“Tasselli di vita quotidiana nelle scuola elementare degli anni Trenta” è stato il tema della relazione che l’amico Mario Fiorendi, già dirigente scolastico, soprattutto studioso del cattolicesimo sociale nella storia recente della Chiesa di Bergamo tra l’Ottocento e il Novecento, ha tenuto recentemente nella Sala Galmozzi di Bergamo, presso l’Ateneo di Scienze Lettere e Arti di Bergamo.
La forza delle copertine
Lo strumento dell’indagine utilizzato, per comprendere la funzione educativa della scuola in quel periodo, soprattutto nei suoi intrecci con l’ideologia fascista e le teorie filosofiche (riforma Gentile), come pure nella relazione tra pratiche politico-amministrative, pedagogia e didattica, è stato il quaderno a righe e a quadretti (più grandi nel primo ciclo, per favorire l’addestramento alla bella scrittura) in uso nelle classi elementari. Non quaderni qualsiasi, ma, per la precisione, quelli prodotti dalla cartiera Pigna di Alzano Lombardo, sulle sponde del Serio, conosciuti e distribuiti su tutto il territorio nazionale. L’intuizione della Pigna – di curare in modo particolare le copertine dei quaderni, resi accattivanti e attraenti da messaggi iconici in linea con i cambiamenti della società e i costumi anche politici del periodo – si rivelò vincente. Mario Fiorendi, difatti, ha preso in considerazione soprattutto le copertine, dagli straordinari effetti di propaganda, sempre ben curate, colorate, recanti immagini portatrici di una funzione sociale: disegni in stile deamicisiano mettono in evidenza i valori e le espressioni della famiglia, della nazione e della patria, come pure della pratica sportiva che deve formare l’uomo fascista; come pure le bellezze monumentali e ambientali dell’Italia, la memoria della Grande Guerra, il culto degli eroi (come Antonio Locatelli) e le imprese coloniali sono argomenti impressi in diverse copertine, che mettono in risalto la dimensione dell’Impero e il ruolo dell’Italia nel mondo. I quaderni e le copertine oggetto di approfondimento sono stati messi a disposizione da Oscar Zanchi, un noto collezionista di Bergamo che conta, nella sua preziosissima raccolta, diverse migliaia di quaderni, scritti e non, in distribuzione e utilizzati nelle scuole elementari del Ventennio, molti dei quali prodotti dalla cartiera Pigna. Alla monumentale raccolta fanno seguito diversi album originali con un vasto campionario.

──────────

- _OBIETTIVI_
a. Nel testo sui quaderni scolastici degli anni Trenta, perché i quadretti dei quaderni erano più grandi nel primo ciclo?
b. Riscrivi tutti i record sostituendo "sample form" con "example format" e lasciando invariato tutto il resto.

Righe da un dataset di puntamento:

──────────

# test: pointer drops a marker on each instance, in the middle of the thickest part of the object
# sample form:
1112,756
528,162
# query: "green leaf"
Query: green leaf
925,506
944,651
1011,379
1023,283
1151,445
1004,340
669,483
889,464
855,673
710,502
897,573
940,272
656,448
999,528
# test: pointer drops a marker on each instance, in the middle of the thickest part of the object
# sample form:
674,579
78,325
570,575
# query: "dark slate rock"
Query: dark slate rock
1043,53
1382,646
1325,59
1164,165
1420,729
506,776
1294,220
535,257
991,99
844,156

──────────

- _SOLUZIONI PER COMPITO_
a. Nel primo ciclo i quadretti erano più grandi per favorire l'addestramento alla bella scrittura.

b.
# test: pointer drops a marker on each instance, in the middle of the thickest part of the object
# example format:
1112,756
528,162
# query: "green leaf"
Query: green leaf
925,506
944,651
1011,379
1023,283
1151,445
1004,340
669,483
889,464
855,673
710,502
897,573
940,272
656,448
999,528
# test: pointer drops a marker on each instance, in the middle of the thickest part of the object
# example format:
674,579
78,325
570,575
# query: "dark slate rock"
Query: dark slate rock
1043,53
1382,646
1325,59
1164,165
1420,729
506,776
1294,220
535,257
991,99
844,156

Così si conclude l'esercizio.